### SEÇÃO DO DOCUMENTO
Os pesquisadores analisaram e compararam as microbiotas e outros nutrientes em seus intestinos e descobriram que aqueles que comiam alimentos fermentados tinham mais diversidade bacteriana e maiores quantidades de ácidos graxos de cadeia curta, que são produzidos por bactérias, do que aqueles que não comiam.

"A descoberta mais importante foi que pequenas substâncias químicas no intestino eram muito diferentes entre os consumidores e não consumidores (de alimentos fermentados)", diz um dos coautores do estudo, Andres Gomez, professor assistente na Universidade de Minnesota, nos Estados Unidos.

Em outro breve estudo com os mesmos participantes, Gomez e colegas descobriram que os dados relacionados a saúde mental eram mais consistentes entre os consumidores regulares de alimentos fermentados, enquanto os não consumidores tinham relatos de humor mais flutuantes. Os resultados, no entanto, ainda não foram publicados.

Gomez tem um estudo –ainda não publicado– comparando os efeitos de alimentos fermentados orgânicos e convencionais no intestino. Ele diz que encontrou uma ligação entre o consumo de alimentos fermentados e o neurotransmissor ácido gama-aminobutírico, especialmente com alimentos orgânicos.

"Trata-se de um neurotransmissor inibitório que faz você se sentir calmo e pode ser um remédio contra ansiedade e depressão", diz.

Em outro estudo ainda a ser publicado, Gomez alimentou camundongos com uma dieta ocidental rica em açúcar e gordura, e então fez vários testes de laboratório para confirmar que eles tinham desenvolvido depressão. Ele então alimentou metade deles com kombucha e descobriu que os sintomas melhoraram, possivelmente por meio de mudanças na microbiota, quando comparados aos camundongos que não consumiram kombucha.

### LISTA DE EXERCÍCIOS
[A] Segundo o trecho sobre alimentos fermentados, a qual neurotransmissor Gomez diz ter encontrado uma ligação com o consumo desses alimentos?
[B] Reproduza do trecho sobre alimentos fermentados tudo o que vai desde "Os pesquisadores analisaram" até "nos Estados Unidos.".

### TRECHOS DE DADOS
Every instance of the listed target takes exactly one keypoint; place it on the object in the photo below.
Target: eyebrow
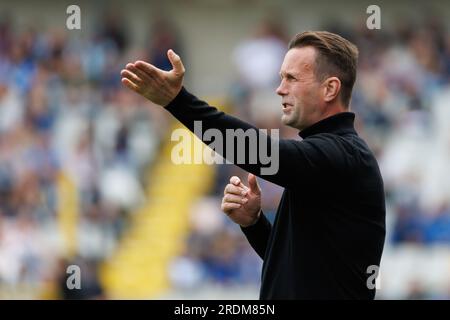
(287, 74)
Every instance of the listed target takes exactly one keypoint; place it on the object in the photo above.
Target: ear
(332, 87)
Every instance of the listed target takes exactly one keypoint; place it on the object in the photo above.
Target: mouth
(286, 106)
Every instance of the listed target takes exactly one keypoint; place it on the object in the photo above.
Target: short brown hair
(336, 56)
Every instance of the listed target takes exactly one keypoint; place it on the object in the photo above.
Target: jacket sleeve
(258, 235)
(305, 161)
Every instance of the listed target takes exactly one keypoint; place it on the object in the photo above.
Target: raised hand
(241, 203)
(157, 85)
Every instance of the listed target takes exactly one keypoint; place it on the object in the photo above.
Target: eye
(290, 77)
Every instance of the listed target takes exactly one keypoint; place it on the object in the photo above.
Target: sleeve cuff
(181, 96)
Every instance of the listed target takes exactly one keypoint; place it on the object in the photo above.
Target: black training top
(329, 231)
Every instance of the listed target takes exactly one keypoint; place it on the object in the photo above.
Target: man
(329, 231)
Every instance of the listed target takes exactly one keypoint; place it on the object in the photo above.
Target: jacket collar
(339, 123)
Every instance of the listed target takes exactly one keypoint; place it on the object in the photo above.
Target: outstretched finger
(130, 84)
(176, 62)
(232, 189)
(147, 67)
(140, 73)
(231, 198)
(227, 207)
(131, 76)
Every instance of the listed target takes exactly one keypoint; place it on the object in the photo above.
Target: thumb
(175, 60)
(253, 184)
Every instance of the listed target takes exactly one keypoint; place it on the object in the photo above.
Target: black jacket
(329, 230)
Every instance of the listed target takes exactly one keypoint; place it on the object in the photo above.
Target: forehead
(299, 60)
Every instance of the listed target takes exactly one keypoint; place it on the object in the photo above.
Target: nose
(281, 90)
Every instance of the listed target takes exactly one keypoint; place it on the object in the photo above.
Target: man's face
(299, 89)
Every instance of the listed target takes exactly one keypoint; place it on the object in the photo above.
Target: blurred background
(86, 177)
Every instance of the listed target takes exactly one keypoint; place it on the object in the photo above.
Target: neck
(333, 109)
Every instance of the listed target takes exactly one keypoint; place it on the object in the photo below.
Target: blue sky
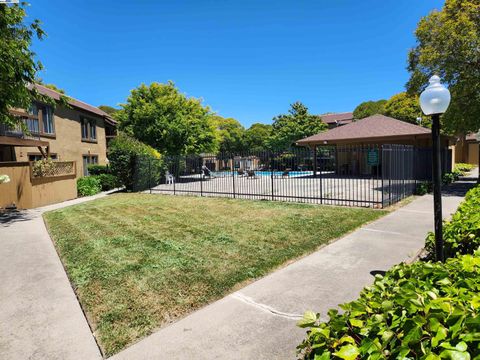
(248, 59)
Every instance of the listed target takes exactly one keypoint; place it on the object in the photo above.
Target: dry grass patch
(140, 261)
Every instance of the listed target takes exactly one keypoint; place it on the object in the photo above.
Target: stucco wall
(26, 193)
(473, 153)
(67, 143)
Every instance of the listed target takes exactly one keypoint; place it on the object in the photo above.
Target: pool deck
(325, 189)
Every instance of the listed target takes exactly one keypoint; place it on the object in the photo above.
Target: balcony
(18, 135)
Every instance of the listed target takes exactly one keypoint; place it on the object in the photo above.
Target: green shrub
(463, 168)
(421, 311)
(123, 153)
(108, 181)
(98, 169)
(423, 188)
(88, 185)
(461, 235)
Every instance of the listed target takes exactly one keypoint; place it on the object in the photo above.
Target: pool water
(266, 173)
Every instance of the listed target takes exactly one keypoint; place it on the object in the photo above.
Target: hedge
(463, 168)
(123, 153)
(423, 311)
(108, 181)
(461, 235)
(95, 169)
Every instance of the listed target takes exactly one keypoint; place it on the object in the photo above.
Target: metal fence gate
(367, 175)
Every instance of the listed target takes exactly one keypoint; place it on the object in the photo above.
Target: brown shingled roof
(376, 126)
(337, 117)
(75, 103)
(471, 137)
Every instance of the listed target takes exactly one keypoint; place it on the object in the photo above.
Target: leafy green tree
(55, 88)
(403, 106)
(162, 117)
(257, 136)
(369, 108)
(230, 134)
(448, 43)
(296, 125)
(18, 66)
(110, 110)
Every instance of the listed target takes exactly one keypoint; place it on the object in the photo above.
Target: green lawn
(140, 261)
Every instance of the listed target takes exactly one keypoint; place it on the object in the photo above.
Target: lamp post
(434, 101)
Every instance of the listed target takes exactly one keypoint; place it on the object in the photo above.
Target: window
(93, 130)
(37, 157)
(89, 129)
(84, 129)
(45, 123)
(89, 160)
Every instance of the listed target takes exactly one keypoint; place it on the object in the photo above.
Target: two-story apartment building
(79, 133)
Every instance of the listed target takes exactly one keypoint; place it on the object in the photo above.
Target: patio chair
(206, 172)
(251, 174)
(169, 178)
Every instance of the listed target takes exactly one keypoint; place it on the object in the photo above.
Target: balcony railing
(52, 169)
(29, 130)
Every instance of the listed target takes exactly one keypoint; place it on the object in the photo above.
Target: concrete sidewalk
(40, 317)
(258, 322)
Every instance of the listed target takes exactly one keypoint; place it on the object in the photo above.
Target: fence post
(176, 174)
(233, 176)
(319, 175)
(201, 178)
(150, 174)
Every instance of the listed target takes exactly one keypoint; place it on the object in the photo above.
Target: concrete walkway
(258, 322)
(40, 317)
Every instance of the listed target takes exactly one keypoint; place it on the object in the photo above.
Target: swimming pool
(265, 173)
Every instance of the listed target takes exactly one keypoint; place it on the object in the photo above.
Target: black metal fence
(367, 175)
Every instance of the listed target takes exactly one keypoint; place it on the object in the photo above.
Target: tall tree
(448, 43)
(18, 66)
(256, 136)
(369, 108)
(162, 117)
(295, 125)
(403, 106)
(230, 134)
(110, 110)
(55, 88)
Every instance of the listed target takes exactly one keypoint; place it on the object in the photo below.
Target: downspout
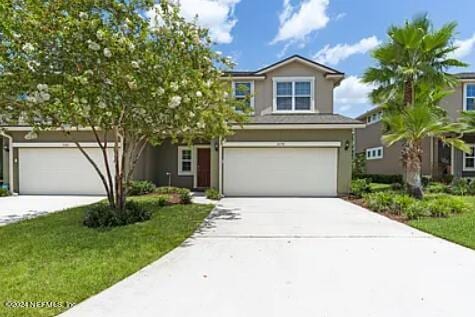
(10, 161)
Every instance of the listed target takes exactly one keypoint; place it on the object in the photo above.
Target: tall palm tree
(415, 53)
(413, 124)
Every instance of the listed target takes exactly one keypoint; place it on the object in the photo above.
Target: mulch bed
(360, 202)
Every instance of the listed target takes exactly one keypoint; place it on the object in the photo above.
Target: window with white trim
(293, 94)
(185, 160)
(244, 90)
(374, 153)
(469, 159)
(469, 97)
(374, 117)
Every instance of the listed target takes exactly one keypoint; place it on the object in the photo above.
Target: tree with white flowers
(103, 65)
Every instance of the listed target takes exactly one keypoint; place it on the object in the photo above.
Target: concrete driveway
(16, 208)
(298, 257)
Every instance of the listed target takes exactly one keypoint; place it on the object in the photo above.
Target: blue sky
(339, 33)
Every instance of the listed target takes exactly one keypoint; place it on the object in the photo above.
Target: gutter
(10, 161)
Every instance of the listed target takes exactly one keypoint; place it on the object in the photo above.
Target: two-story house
(294, 145)
(437, 159)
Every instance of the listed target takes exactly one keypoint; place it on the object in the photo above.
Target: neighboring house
(438, 159)
(294, 145)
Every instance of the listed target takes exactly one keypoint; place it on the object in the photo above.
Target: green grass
(459, 229)
(377, 187)
(55, 258)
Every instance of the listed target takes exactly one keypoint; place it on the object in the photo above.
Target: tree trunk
(413, 170)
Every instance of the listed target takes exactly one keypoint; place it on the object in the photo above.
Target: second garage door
(59, 171)
(280, 171)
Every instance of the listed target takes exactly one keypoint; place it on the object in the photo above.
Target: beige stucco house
(294, 145)
(437, 159)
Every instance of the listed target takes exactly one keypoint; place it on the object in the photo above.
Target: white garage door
(280, 171)
(59, 171)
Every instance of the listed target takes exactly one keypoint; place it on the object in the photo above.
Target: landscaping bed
(55, 258)
(447, 211)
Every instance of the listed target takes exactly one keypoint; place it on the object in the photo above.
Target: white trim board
(299, 126)
(55, 144)
(282, 144)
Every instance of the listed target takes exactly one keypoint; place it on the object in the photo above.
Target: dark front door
(204, 167)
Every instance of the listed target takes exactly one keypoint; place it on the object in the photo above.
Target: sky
(337, 33)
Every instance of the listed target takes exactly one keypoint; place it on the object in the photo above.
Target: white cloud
(465, 47)
(334, 55)
(297, 23)
(352, 91)
(340, 16)
(216, 15)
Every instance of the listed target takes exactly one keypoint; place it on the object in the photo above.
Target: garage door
(59, 171)
(280, 171)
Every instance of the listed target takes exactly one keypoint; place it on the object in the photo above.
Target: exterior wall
(323, 90)
(453, 103)
(344, 156)
(390, 164)
(458, 159)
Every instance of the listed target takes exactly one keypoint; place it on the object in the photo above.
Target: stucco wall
(390, 164)
(323, 90)
(344, 156)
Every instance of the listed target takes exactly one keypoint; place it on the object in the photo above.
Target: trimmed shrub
(185, 195)
(137, 188)
(167, 190)
(213, 194)
(360, 186)
(444, 205)
(459, 186)
(102, 216)
(397, 187)
(400, 203)
(417, 210)
(437, 188)
(379, 178)
(380, 201)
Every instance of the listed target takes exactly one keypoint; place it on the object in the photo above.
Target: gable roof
(330, 72)
(470, 75)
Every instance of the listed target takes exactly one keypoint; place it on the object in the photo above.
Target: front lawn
(56, 259)
(459, 228)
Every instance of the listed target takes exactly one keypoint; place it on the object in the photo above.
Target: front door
(204, 167)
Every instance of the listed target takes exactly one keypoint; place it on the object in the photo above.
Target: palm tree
(415, 53)
(413, 124)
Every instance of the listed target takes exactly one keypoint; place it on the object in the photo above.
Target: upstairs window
(374, 117)
(293, 94)
(469, 159)
(244, 90)
(469, 97)
(374, 153)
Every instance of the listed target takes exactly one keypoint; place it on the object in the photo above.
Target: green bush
(400, 203)
(380, 201)
(213, 194)
(167, 190)
(379, 178)
(437, 188)
(102, 216)
(137, 188)
(445, 205)
(397, 186)
(360, 186)
(417, 210)
(185, 195)
(459, 186)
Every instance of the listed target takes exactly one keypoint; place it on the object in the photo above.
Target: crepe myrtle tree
(106, 67)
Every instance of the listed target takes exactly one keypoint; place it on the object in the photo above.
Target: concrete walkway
(16, 208)
(298, 257)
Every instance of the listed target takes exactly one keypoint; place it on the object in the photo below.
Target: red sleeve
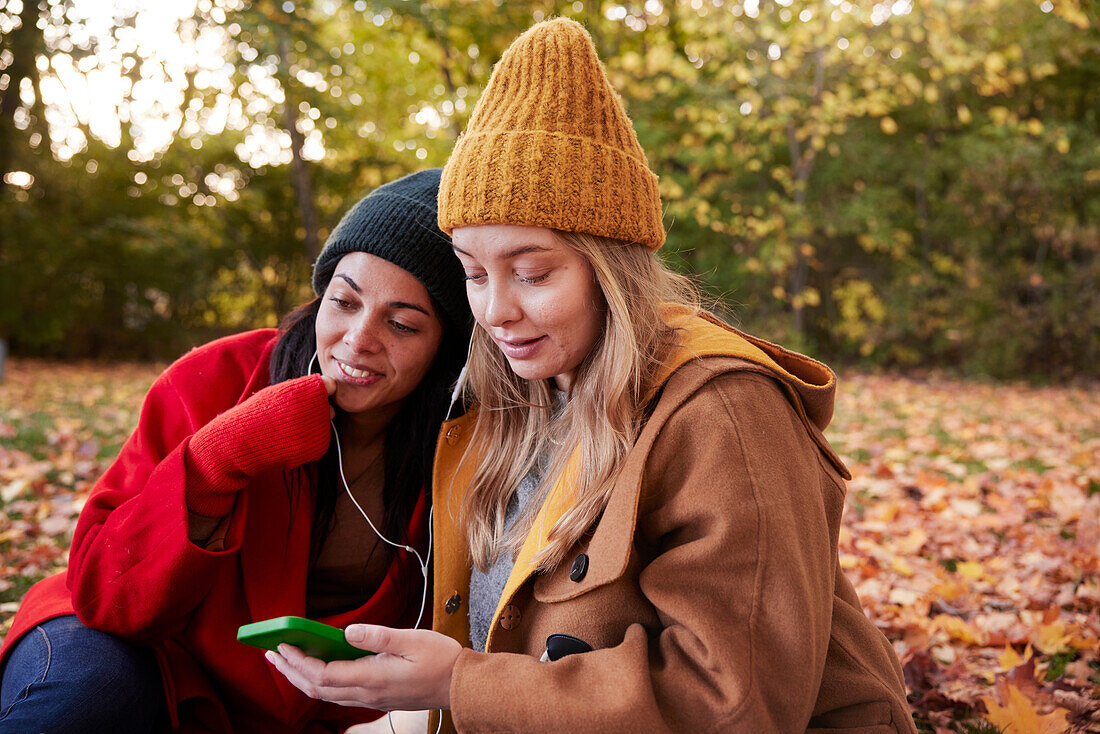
(133, 570)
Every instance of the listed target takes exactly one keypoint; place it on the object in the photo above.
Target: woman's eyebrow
(523, 250)
(403, 304)
(354, 286)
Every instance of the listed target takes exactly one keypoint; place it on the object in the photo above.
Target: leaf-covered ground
(971, 532)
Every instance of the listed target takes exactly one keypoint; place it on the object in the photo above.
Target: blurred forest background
(900, 184)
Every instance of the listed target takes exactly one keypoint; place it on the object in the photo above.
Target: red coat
(133, 571)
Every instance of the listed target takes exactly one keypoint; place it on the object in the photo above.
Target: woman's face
(535, 296)
(377, 332)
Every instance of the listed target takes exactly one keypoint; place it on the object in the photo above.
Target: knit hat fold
(549, 144)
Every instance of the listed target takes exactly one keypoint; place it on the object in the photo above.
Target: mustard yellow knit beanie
(549, 144)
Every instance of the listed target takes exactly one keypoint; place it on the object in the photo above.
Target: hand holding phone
(314, 638)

### RESPOSTAS EM ORDEM
[A] Ao ácido gama-aminobutírico.

[B]
Os pesquisadores analisaram e compararam as microbiotas e outros nutrientes em seus intestinos e descobriram que aqueles que comiam alimentos fermentados tinham mais diversidade bacteriana e maiores quantidades de ácidos graxos de cadeia curta, que são produzidos por bactérias, do que aqueles que não comiam.

"A descoberta mais importante foi que pequenas substâncias químicas no intestino eram muito diferentes entre os consumidores e não consumidores (de alimentos fermentados)", diz um dos coautores do estudo, Andres Gomez, professor assistente na Universidade de Minnesota, nos Estados Unidos.